Multiple plaques are common and are frequently bilateral. When a plaque has adhered to the cornea, it remains for a few days or weeks; recurrences may appear but are seldom in the same location. Thickened plaques with a dry surface may appear elevated well above the tear film and may even cause dellen formation.

Other associated findings include the following:

  • Chronic blepharoconjunctivitis

  • Blepharospasm

  • Ciliary or conjunctival injection

  • Conjunctival mucoid discharge

  • Conjunctival filaments

  • Filamentary keratitis

  • Decreased corneal sensation

  • Mild iritis with or without keratic precipitates

  • Corneal epithelial and stromal edema in association with herpes zoster keratitis[2, 3]

  • Corneal epithelial defects

Causes

Corneal mucous plaques occur primarily in patients with keratoconjunctivitis sicca, but they also may be seen with herpes zoster, vernal keratoconjunctivitis and other forms of keratitis, and after local radiation exposure.[2, 4, 5]

Delayed plaques and pseudodendrites associated with herpes zoster also may be infectious because they are positive for zoster DNA by polymerase chain reaction.[6]

 

DDx

Differential Diagnoses

 

Workup

Other Tests

Fluorescein, rose bengal, or lissamine green staining, along with Schirmer testing, can be helpful in making the diagnosis of dry eye syndrome.

 

Treatment

Medical Care

The use and concentration of topic mucolytic agents, such as acetylcysteine, should be individualized to the severity of the disease and symptoms. Topically applied 10-20% acetylcysteine drops 1-4 times daily can rapidly loosen the adherent plaque by dissolving the mucoid component. Continued therapy may result in plaque recurrence. Plaques may still occur in patients receiving acetylcysteine treatment, but the mucous adherence is usually weaker and the plaques are shorter-lived than those formed in the absence of mucolytic therapy.

=== Exercise tasks ===
1. Decide whether each statement agrees with the text on corneal mucous plaques, answering yes or no and quoting the words of the text that settle it: (a) Recurring plaques usually form in the same spot on the cornea. (b) Corneal mucous plaques occur primarily in patients with keratoconjunctivitis sicca. (c) Acetylcysteine drops loosen the plaque by dissolving its mucoid component.
2. Continue the text on corneal mucous plaques with the next part, picking up after its final sentence.
The records that follow the text on corneal mucous plaques were taken from a separate source.

Dataset items:
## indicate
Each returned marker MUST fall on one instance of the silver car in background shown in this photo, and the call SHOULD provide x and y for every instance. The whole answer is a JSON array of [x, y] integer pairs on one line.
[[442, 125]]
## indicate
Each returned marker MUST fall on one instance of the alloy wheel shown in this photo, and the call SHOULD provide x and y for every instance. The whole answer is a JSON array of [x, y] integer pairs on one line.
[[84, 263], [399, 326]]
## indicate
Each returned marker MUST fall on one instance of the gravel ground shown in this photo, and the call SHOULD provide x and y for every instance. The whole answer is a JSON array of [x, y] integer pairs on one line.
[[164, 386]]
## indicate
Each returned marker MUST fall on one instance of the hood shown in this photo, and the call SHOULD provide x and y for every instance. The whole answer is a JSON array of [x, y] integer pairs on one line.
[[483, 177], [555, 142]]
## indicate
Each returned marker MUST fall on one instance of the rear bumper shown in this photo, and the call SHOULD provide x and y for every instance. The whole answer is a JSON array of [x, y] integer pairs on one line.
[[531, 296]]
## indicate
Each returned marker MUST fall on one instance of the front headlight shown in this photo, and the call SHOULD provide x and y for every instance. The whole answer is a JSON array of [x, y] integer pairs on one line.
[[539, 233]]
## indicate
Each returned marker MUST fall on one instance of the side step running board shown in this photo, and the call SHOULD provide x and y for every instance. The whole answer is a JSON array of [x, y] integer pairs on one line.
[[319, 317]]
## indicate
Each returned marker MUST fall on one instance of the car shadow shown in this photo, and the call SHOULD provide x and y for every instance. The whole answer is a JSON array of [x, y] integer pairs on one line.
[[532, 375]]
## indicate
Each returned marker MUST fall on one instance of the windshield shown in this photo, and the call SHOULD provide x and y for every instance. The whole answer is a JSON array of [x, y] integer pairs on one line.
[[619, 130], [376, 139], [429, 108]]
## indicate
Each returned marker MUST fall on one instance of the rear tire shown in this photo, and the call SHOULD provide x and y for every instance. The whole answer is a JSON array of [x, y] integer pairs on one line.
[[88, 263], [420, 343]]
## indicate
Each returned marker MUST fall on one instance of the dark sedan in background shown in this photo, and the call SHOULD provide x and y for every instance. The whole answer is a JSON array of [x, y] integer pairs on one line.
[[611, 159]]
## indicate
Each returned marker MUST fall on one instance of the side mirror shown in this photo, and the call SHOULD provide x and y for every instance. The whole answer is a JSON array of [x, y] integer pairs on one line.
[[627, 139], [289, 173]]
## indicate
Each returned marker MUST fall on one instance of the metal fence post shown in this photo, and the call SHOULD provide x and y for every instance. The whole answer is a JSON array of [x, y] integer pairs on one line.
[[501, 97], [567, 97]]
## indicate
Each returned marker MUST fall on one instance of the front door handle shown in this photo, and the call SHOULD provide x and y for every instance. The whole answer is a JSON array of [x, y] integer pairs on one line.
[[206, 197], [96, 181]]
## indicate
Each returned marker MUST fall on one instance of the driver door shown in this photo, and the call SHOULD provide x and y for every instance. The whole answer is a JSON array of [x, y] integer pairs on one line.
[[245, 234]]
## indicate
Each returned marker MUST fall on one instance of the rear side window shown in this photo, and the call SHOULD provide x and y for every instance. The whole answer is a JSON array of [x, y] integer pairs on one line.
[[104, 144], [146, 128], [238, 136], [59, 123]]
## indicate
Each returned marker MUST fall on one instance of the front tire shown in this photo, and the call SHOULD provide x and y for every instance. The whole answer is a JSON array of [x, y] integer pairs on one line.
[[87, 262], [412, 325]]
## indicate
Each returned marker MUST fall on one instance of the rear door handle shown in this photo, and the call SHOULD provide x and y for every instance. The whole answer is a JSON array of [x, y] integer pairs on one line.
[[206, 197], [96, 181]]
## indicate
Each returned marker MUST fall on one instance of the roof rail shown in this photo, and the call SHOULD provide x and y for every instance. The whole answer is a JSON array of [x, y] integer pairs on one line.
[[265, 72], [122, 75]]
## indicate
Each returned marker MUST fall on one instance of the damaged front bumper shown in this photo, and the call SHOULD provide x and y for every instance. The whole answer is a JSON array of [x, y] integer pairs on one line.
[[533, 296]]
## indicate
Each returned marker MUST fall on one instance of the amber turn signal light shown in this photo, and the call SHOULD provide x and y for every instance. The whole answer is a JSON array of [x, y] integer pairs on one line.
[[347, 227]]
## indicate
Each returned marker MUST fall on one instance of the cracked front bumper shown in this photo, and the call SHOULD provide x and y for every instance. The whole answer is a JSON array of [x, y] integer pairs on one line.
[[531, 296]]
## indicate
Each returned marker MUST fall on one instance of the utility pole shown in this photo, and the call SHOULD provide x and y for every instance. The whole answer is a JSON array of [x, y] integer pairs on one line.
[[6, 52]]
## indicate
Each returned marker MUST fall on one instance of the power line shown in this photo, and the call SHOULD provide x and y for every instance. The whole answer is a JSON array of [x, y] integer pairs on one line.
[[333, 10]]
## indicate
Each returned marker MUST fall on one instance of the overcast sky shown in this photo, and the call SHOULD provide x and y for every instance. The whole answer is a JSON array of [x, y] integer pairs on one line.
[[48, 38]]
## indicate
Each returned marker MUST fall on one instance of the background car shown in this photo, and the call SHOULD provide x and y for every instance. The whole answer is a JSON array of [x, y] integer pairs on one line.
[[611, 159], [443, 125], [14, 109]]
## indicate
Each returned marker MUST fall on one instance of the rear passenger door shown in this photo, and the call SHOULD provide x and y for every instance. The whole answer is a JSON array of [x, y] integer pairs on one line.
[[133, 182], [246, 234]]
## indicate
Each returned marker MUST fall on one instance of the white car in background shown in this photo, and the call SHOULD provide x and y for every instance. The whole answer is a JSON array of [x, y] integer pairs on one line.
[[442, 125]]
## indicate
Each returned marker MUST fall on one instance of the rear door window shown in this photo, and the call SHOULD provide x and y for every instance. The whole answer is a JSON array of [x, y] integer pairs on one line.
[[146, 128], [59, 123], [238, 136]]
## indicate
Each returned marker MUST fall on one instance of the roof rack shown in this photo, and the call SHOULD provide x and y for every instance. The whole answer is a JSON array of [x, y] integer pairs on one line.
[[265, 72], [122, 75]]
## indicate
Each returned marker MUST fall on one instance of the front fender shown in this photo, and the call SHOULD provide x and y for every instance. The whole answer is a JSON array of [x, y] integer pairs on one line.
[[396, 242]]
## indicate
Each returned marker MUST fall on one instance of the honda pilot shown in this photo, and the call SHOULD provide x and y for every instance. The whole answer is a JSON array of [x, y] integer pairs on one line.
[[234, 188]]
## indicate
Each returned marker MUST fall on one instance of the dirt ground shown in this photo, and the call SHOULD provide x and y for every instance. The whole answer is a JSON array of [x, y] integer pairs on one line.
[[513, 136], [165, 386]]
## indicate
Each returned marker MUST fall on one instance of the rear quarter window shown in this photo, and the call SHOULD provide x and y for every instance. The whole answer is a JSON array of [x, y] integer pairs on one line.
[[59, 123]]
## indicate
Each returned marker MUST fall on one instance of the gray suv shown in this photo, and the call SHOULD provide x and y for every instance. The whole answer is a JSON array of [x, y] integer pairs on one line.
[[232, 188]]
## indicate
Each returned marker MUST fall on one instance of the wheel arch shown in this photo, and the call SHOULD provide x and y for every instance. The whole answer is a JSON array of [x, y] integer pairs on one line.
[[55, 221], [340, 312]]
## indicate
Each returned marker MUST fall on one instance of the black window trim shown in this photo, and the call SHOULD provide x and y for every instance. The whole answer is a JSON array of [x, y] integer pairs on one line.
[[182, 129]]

=== Expected responses ===
1.
(a) No: "recurrences may appear but are seldom in the same location."
(b) Yes: "Corneal mucous plaques occur primarily in patients with keratoconjunctivitis sicca"
(c) Yes: "can rapidly loosen the adherent plaque by dissolving the mucoid component"

2.
Mucous plaques causing more severe symptoms may be mechanically retrieved by scraping with a spatula, pulling with forceps, or debriding with a cotton swab or Weck-cel sponge. A bandage soft contact lens applied to the cornea may both enhance patient comfort and prevent recurrence. However, because of frequently associated keratoconjunctivitis sicca, tear film abnormalities, and contact lens deposit formation, the bandage contact lens may need frequent replacement or cleaning.[7] Plaques also may recur if the bandage contact lens is discontinued.

Staphylococcal blepharitis may predispose patients to corneal mucous plaque formation. Therefore, when appropriate, treatments should include adequate control of associated local microbial infection and colonization.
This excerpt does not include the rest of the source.